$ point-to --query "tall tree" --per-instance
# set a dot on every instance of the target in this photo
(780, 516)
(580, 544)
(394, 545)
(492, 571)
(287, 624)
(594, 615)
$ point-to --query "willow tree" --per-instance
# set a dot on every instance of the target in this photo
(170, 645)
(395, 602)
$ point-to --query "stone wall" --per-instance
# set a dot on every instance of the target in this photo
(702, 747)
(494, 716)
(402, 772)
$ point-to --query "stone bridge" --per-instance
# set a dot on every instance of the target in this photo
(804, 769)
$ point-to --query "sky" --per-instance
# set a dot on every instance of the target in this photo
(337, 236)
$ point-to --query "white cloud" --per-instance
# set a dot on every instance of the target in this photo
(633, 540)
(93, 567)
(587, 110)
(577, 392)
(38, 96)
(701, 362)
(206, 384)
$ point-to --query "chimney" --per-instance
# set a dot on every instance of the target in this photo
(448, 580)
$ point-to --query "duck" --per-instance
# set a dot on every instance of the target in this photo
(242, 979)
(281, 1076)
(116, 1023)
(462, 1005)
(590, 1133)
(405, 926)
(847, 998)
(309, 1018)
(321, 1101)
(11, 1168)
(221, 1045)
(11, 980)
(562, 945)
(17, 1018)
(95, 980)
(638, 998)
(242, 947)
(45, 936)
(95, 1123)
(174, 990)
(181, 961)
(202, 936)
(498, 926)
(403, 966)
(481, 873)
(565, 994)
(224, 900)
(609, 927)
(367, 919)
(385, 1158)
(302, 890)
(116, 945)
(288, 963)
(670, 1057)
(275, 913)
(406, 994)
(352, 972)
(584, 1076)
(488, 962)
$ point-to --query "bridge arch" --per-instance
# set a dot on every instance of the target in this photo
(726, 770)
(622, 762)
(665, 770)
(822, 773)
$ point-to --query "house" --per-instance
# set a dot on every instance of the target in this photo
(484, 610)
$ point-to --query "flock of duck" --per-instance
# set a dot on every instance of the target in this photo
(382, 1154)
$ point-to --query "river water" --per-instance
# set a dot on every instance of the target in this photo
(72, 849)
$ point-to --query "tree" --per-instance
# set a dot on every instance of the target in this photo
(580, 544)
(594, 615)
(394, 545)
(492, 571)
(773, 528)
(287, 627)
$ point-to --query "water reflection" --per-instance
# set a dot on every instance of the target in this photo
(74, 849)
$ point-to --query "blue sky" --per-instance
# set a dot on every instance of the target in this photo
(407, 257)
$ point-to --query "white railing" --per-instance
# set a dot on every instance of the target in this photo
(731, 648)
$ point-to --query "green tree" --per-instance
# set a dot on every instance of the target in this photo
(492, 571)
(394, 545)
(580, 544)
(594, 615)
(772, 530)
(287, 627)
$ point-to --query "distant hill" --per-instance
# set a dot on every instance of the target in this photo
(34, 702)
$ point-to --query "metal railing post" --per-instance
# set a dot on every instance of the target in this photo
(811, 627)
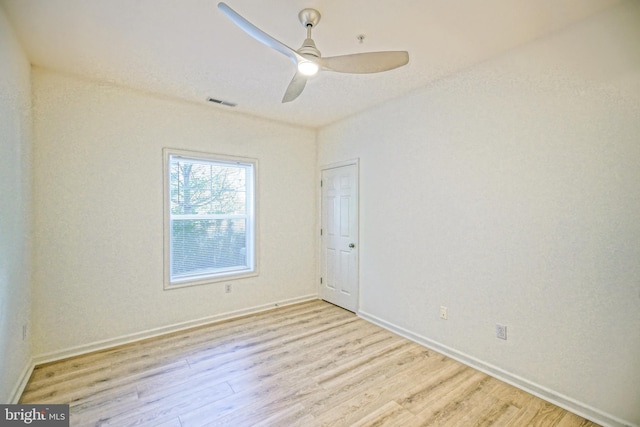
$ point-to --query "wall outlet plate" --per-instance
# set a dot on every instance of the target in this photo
(501, 331)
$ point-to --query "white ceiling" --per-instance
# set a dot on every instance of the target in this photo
(188, 49)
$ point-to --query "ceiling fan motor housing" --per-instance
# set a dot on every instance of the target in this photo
(309, 48)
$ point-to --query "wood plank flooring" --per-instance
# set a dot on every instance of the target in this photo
(309, 364)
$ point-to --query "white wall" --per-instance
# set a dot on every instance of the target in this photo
(510, 193)
(15, 208)
(99, 212)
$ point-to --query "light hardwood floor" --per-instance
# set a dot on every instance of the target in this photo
(310, 364)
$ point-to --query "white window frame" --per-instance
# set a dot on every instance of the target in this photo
(251, 221)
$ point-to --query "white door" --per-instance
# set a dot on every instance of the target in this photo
(339, 270)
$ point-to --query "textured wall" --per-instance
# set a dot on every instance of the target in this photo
(99, 211)
(15, 210)
(510, 194)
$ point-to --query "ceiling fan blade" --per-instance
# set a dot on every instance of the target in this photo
(258, 34)
(295, 87)
(368, 62)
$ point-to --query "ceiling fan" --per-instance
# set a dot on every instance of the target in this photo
(308, 59)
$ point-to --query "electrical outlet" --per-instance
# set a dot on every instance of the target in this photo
(501, 331)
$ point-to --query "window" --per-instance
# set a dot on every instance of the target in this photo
(209, 218)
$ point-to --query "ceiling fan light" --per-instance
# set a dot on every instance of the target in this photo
(308, 68)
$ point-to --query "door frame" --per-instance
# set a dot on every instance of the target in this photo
(351, 162)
○ ○ ○
THE TASK ▸
Images do not belong in the copy; reproduce all other parts of the records above verbatim.

SOLUTION TO THIS TASK ▸
$ point-to --query "tall tree" --per-instance
# set a dot on every instance of the target in this photo
(780, 516)
(580, 544)
(394, 545)
(492, 571)
(287, 624)
(594, 615)
$ point-to --query "willow tree" --per-instance
# set a dot on every instance of the target in this photo
(170, 645)
(395, 602)
$ point-to --query "stone wall" --per-instance
# set a dot on every instance of the target in this photo
(702, 747)
(494, 716)
(402, 772)
$ point-to --query "stone bridge" --per-instance
# set a dot on every instance of the target in this photo
(804, 769)
$ point-to --query "sky" --per-instance
# set a dot on every instance of the target in this photo
(337, 236)
$ point-to --query "white cloud" --per-instance
# set a dot on every instance of the target in this photo
(633, 540)
(93, 567)
(587, 110)
(577, 392)
(38, 96)
(701, 362)
(206, 384)
$ point-to --query "chimney" --per-instance
# set a dot on every instance of the target in this photo
(448, 580)
$ point-to --query "duck" --per-instance
# set a dot on every instance of the target in this photo
(242, 979)
(281, 1076)
(116, 1023)
(462, 1005)
(590, 1133)
(405, 926)
(847, 998)
(309, 1018)
(321, 1101)
(11, 1168)
(221, 1045)
(11, 980)
(562, 945)
(17, 1018)
(95, 980)
(638, 998)
(242, 947)
(45, 936)
(95, 1123)
(174, 990)
(181, 961)
(202, 936)
(498, 926)
(403, 966)
(481, 873)
(565, 994)
(224, 900)
(609, 927)
(367, 919)
(385, 1158)
(302, 890)
(116, 945)
(288, 963)
(670, 1057)
(275, 913)
(406, 994)
(352, 972)
(584, 1076)
(488, 962)
$ point-to --query "bridge arch" --per-instance
# set a dot on every instance of the target in this photo
(726, 770)
(622, 762)
(665, 770)
(822, 773)
$ point-to --query "house" --per-instance
# set a dot on every instance of the target in this photo
(484, 610)
$ point-to --query "flock of duck" --per-instance
# set a dot on every instance of the target in this photo
(382, 1154)
$ point-to --query "river water" --per-instance
# set a dot on every instance of the target in this photo
(72, 849)
$ point-to --query "tree" --per-instance
# set a dot on every instance of the target in this photo
(580, 544)
(594, 615)
(394, 545)
(492, 571)
(773, 528)
(287, 627)
$ point-to --query "water reflection" --per-instance
# set a dot on every instance of the target in this photo
(74, 849)
$ point-to --query "blue sky" --per-instance
# set a dot on every instance of the target in this photo
(407, 257)
$ point-to --query "white railing" --per-instance
# set a dot on every instance of the target in this photo
(731, 648)
$ point-to --query "green tree" --per-instance
# set a dot on every instance of the target in this photo
(492, 571)
(394, 545)
(580, 544)
(594, 615)
(772, 530)
(287, 627)
$ point-to --query "distant hill" --per-instance
# set a dot on every instance of the target in this photo
(34, 702)
$ point-to --query "metal railing post" --per-instance
# set a dot on every instance of the target in this photo
(811, 627)
$ point-to --query "wall outlet plate" --per-instance
# set a dot on every instance of the target in this photo
(501, 331)
$ point-to --query "white ceiling" --per-instance
# set a dot on every instance of the target in this photo
(188, 49)
$ point-to --query "ceiling fan motor housing" --per-instance
# set a dot on every instance of the target in this photo
(309, 48)
$ point-to --query "wood plank flooring" --per-instance
# set a dot on every instance of the target in this photo
(309, 364)
$ point-to --query "white wall" --per-instance
# set a dot on every instance of the target in this photo
(510, 193)
(15, 208)
(99, 212)
$ point-to --query "light hardwood floor" --per-instance
# set a dot on every instance of the target in this photo
(310, 364)
$ point-to --query "white window frame" --per-instance
# set a dot on every instance of the target in this photo
(251, 221)
$ point-to --query "white door" --per-instance
# set a dot on every instance of the target in this photo
(339, 270)
$ point-to --query "textured wall" --per-instance
# set a dot on every instance of the target in this photo
(99, 211)
(15, 210)
(510, 194)
$ point-to --query "ceiling fan blade" --per-instance
# set a dot on every instance of the target in this photo
(258, 34)
(295, 87)
(368, 62)
$ point-to --query "ceiling fan" --per-instance
# set a dot on every instance of the target in this photo
(308, 59)
$ point-to --query "electrical outlet" --per-instance
# set a dot on every instance of the target in this photo
(501, 331)
$ point-to --query "window" --per-instance
# set a dot on every instance of the target in this photo
(209, 218)
$ point-to --query "ceiling fan light" --per-instance
# set a dot on every instance of the target in this photo
(308, 68)
$ point-to --query "door frame" --per-instance
# set a dot on every instance of the target in this photo
(351, 162)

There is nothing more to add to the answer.